Instructions to follow: Reproduce the data below from the line with "woman's shoulder, written" to the line with "x=154 y=173", both included, and offset each answer coordinate by -88 while leaving every other line as it is.

— Begin —

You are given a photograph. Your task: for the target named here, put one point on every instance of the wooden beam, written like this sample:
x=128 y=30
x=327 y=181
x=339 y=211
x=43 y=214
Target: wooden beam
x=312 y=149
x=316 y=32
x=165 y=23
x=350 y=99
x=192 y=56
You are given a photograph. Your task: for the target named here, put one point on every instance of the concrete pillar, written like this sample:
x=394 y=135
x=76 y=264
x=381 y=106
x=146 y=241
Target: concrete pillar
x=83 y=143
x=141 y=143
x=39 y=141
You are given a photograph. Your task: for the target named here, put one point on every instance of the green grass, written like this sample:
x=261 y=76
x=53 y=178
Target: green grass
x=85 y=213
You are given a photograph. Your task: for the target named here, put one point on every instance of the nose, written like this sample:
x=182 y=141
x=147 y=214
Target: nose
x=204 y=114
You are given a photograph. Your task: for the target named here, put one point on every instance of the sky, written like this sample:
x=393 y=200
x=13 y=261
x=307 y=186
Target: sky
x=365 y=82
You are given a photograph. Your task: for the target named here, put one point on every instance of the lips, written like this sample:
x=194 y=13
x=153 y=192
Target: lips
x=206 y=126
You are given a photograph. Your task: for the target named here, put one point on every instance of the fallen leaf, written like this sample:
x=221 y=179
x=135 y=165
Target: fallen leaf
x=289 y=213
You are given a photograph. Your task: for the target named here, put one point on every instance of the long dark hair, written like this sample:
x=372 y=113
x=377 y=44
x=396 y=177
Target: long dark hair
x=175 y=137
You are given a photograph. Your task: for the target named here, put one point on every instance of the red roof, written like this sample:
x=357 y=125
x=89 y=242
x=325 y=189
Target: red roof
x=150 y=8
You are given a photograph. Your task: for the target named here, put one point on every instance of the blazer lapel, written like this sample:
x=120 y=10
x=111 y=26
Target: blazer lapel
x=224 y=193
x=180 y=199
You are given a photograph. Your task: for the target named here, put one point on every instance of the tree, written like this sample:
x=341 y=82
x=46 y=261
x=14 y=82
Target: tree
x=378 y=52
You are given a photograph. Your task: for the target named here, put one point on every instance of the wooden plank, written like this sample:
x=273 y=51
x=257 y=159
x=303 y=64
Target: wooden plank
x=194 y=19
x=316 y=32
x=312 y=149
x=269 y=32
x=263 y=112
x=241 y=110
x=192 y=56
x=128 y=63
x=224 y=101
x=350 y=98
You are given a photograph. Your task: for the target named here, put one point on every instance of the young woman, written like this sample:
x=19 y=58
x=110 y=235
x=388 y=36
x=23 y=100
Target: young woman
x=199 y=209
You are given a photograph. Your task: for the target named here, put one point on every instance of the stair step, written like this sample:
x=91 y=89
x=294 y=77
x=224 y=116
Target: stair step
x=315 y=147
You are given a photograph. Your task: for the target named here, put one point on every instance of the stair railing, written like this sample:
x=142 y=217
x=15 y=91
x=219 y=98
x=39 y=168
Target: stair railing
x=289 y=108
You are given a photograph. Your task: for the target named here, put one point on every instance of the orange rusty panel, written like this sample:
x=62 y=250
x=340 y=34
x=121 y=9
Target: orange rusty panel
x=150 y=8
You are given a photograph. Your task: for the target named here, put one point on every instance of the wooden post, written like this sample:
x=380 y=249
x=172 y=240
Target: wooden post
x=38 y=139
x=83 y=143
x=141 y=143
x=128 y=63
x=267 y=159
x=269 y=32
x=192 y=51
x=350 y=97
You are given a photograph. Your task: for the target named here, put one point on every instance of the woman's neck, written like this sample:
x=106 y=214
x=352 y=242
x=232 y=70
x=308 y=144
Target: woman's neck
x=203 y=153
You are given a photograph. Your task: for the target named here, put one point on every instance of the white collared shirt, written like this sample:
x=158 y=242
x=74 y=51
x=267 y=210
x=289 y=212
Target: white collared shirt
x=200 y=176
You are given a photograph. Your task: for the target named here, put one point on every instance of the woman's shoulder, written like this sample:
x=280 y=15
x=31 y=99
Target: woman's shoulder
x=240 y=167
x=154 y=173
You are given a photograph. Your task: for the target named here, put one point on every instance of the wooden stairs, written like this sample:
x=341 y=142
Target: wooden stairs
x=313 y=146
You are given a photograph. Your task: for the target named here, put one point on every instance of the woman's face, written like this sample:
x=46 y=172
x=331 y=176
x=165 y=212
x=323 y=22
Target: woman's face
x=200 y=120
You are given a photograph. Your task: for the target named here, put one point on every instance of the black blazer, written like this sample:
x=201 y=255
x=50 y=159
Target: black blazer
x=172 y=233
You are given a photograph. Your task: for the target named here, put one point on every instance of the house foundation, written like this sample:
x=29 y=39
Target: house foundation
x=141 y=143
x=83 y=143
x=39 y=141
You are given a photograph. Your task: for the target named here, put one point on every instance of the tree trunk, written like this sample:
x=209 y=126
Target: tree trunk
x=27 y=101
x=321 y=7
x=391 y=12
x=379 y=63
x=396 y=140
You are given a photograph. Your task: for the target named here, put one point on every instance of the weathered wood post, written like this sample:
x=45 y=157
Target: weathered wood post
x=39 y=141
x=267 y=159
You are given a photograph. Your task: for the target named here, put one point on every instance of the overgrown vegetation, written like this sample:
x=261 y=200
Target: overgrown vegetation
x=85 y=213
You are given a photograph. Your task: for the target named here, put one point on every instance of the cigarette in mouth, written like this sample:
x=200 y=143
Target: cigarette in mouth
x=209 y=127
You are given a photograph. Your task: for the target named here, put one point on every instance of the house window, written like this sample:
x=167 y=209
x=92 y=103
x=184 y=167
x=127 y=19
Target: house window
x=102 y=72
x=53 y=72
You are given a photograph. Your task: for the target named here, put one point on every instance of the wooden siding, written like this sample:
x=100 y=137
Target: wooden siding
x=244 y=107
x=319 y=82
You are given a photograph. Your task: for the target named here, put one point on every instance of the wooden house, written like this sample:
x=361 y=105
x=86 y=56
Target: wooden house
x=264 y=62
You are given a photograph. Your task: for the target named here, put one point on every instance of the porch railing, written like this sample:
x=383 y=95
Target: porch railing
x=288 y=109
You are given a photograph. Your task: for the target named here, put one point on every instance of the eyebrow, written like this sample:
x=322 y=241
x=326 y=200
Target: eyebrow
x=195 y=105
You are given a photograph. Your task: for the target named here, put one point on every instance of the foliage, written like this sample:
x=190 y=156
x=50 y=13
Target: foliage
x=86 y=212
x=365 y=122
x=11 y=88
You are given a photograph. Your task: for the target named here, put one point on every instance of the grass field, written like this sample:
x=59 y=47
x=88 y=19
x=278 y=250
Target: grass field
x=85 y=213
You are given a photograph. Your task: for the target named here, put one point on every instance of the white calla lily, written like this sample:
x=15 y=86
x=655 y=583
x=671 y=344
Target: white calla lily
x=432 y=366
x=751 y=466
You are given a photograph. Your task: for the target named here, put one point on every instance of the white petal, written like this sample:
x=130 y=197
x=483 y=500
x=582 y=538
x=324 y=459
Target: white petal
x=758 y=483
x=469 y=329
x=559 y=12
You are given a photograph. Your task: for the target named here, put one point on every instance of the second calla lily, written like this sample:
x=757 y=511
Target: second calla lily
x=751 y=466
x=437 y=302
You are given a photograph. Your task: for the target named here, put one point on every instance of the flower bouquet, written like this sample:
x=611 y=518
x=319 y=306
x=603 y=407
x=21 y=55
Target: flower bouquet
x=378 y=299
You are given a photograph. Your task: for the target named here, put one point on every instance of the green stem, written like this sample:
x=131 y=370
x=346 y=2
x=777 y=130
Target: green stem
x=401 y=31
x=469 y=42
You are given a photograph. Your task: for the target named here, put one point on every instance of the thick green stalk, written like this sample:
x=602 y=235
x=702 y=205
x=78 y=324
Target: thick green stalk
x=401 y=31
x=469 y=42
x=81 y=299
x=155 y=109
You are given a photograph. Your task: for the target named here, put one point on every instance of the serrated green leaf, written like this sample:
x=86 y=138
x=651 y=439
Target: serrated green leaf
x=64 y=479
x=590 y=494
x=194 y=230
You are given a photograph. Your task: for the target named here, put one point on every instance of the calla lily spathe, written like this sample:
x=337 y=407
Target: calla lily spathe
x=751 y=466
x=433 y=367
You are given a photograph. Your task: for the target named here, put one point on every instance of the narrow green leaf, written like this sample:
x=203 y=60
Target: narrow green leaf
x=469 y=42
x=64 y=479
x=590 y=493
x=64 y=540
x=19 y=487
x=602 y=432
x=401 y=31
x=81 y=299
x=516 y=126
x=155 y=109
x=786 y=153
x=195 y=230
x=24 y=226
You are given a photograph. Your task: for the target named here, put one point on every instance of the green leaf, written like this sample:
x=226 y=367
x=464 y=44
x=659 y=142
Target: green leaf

— End —

Worked solution:
You are given a photograph. Your task: for the target named here, put one point on every instance of the woman's shoulder, written like this sample:
x=280 y=15
x=31 y=99
Target: woman's shoulder
x=152 y=79
x=66 y=85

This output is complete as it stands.